- **ACTION ITEM**: Restate the records in full, so that each line matches the original exactly.
*** RECORDS ***
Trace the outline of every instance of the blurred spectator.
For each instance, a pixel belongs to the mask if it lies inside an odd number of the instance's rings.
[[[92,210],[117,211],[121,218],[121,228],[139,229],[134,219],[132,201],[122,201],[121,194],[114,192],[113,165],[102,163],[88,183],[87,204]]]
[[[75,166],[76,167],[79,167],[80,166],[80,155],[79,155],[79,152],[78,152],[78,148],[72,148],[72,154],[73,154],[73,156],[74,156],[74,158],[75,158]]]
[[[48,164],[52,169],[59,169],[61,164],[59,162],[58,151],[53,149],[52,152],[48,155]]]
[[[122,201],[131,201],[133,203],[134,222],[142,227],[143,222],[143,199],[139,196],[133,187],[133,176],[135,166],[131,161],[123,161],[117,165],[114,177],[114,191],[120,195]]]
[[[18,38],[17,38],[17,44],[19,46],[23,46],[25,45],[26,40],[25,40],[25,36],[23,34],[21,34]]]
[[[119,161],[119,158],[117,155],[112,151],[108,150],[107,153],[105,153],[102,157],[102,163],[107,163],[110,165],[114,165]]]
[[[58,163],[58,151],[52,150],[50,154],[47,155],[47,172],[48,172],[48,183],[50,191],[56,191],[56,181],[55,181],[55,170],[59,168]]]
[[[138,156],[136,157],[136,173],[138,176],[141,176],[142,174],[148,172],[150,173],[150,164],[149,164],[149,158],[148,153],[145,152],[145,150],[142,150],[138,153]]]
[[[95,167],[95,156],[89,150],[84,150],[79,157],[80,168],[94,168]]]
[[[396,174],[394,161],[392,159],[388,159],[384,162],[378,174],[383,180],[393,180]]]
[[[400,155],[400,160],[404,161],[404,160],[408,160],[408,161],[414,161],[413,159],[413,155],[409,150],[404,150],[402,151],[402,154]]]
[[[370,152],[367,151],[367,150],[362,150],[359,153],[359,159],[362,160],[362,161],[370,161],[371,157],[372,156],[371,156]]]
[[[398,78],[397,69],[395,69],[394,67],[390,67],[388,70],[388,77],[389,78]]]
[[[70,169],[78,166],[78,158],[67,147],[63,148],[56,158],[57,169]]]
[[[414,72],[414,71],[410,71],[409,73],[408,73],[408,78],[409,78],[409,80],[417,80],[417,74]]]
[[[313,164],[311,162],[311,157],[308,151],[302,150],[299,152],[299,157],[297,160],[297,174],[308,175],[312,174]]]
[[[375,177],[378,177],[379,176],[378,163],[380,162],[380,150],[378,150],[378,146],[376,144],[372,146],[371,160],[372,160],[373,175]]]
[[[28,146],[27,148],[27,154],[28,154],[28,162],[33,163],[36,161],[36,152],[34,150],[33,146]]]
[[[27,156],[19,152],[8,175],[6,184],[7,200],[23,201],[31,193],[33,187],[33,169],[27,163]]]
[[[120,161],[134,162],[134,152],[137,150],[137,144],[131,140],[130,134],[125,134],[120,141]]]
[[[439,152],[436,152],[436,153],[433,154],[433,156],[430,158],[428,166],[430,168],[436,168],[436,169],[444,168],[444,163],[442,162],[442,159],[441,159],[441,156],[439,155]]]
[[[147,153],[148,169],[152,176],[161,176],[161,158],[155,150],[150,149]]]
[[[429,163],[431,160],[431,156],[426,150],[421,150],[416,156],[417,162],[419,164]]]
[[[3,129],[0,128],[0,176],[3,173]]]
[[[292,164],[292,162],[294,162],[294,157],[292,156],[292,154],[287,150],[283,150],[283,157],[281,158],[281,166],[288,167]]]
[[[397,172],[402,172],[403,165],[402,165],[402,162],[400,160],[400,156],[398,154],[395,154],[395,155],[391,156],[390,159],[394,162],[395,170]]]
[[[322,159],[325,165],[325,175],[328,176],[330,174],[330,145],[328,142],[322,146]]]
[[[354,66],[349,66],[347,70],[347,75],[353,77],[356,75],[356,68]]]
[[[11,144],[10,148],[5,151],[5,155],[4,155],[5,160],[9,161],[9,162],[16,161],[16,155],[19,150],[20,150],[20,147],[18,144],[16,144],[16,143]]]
*** End of RECORDS ***
- **TASK RESPONSE**:
Trace the outline of every instance of the blurred spectator.
For each instance, a pixel belongs to the mask if it lies inside an odd number of the instance's rings.
[[[92,210],[117,211],[121,218],[121,228],[139,229],[134,219],[132,201],[122,201],[121,194],[114,192],[113,165],[102,163],[88,183],[87,204]]]
[[[75,166],[76,167],[79,167],[80,166],[80,155],[79,155],[79,152],[78,152],[78,148],[72,148],[72,154],[73,154],[73,156],[74,156],[74,158],[75,158]]]
[[[48,164],[52,169],[59,169],[61,164],[59,162],[58,151],[53,149],[52,152],[48,155]]]
[[[122,201],[131,201],[133,203],[134,222],[142,227],[143,222],[143,199],[139,196],[133,187],[133,176],[135,166],[131,161],[123,161],[117,165],[114,177],[114,191],[120,195]]]
[[[18,38],[17,38],[17,44],[19,46],[23,46],[25,45],[26,40],[25,40],[25,36],[23,34],[21,34]]]
[[[119,161],[119,158],[117,155],[112,151],[108,150],[107,153],[105,153],[102,157],[102,163],[107,163],[110,165],[114,165]]]
[[[58,163],[58,151],[52,150],[50,154],[47,155],[47,172],[48,172],[48,183],[50,191],[56,191],[56,181],[55,181],[55,170],[59,168]]]
[[[138,156],[136,157],[136,173],[138,176],[141,176],[142,174],[148,172],[150,173],[150,164],[149,164],[149,158],[148,153],[145,152],[145,150],[142,150],[138,153]]]
[[[95,167],[95,156],[89,150],[84,150],[79,157],[80,168],[94,168]]]
[[[396,174],[394,161],[392,159],[388,159],[384,162],[378,174],[383,180],[393,180]]]
[[[400,155],[400,160],[404,161],[404,160],[408,160],[408,161],[414,161],[413,159],[413,155],[409,150],[404,150],[402,151],[402,154]]]
[[[370,152],[367,151],[367,150],[362,150],[359,153],[359,159],[362,160],[362,161],[370,161],[371,157],[372,156],[371,156]]]
[[[398,78],[397,69],[395,69],[394,67],[390,67],[388,70],[388,77],[389,78]]]
[[[70,169],[78,166],[78,158],[67,147],[63,148],[56,158],[57,169]]]
[[[414,72],[414,71],[410,71],[409,73],[408,73],[408,78],[409,78],[409,80],[417,80],[417,74]]]
[[[313,164],[311,162],[311,157],[308,151],[302,150],[299,152],[299,157],[297,160],[297,174],[308,175],[312,174]]]
[[[375,177],[378,177],[379,176],[378,163],[380,162],[380,150],[378,150],[378,146],[376,144],[372,146],[371,160],[372,160],[373,175]]]
[[[28,146],[27,148],[27,154],[28,154],[28,162],[33,163],[36,161],[36,152],[34,150],[33,146]]]
[[[27,156],[19,152],[8,175],[6,184],[7,200],[23,201],[31,193],[33,187],[33,169],[27,163]]]
[[[120,161],[134,162],[134,152],[137,150],[137,144],[131,140],[130,134],[125,134],[120,141]]]
[[[439,152],[436,152],[436,153],[433,154],[433,156],[430,158],[428,166],[430,168],[436,168],[436,169],[444,168],[444,163],[442,162],[442,159],[441,159],[441,156],[439,155]]]
[[[147,153],[148,169],[152,176],[161,176],[161,158],[155,150],[150,149]]]
[[[429,163],[431,160],[431,156],[426,150],[421,150],[416,156],[417,162],[419,164]]]
[[[3,129],[0,128],[0,176],[3,173]]]
[[[292,164],[292,162],[294,162],[294,157],[292,156],[292,154],[287,150],[283,150],[283,157],[281,158],[281,166],[288,167]]]
[[[397,172],[402,172],[403,165],[402,165],[402,162],[400,160],[400,156],[398,154],[395,154],[395,155],[391,156],[390,159],[394,162],[395,170]]]
[[[322,159],[325,165],[325,175],[328,176],[330,174],[330,145],[328,142],[322,146]]]
[[[354,66],[349,66],[347,70],[347,75],[353,77],[356,75],[356,68]]]
[[[11,144],[10,148],[5,151],[5,155],[4,155],[5,160],[9,161],[9,162],[16,161],[16,155],[19,150],[20,150],[20,147],[18,144],[16,144],[16,143]]]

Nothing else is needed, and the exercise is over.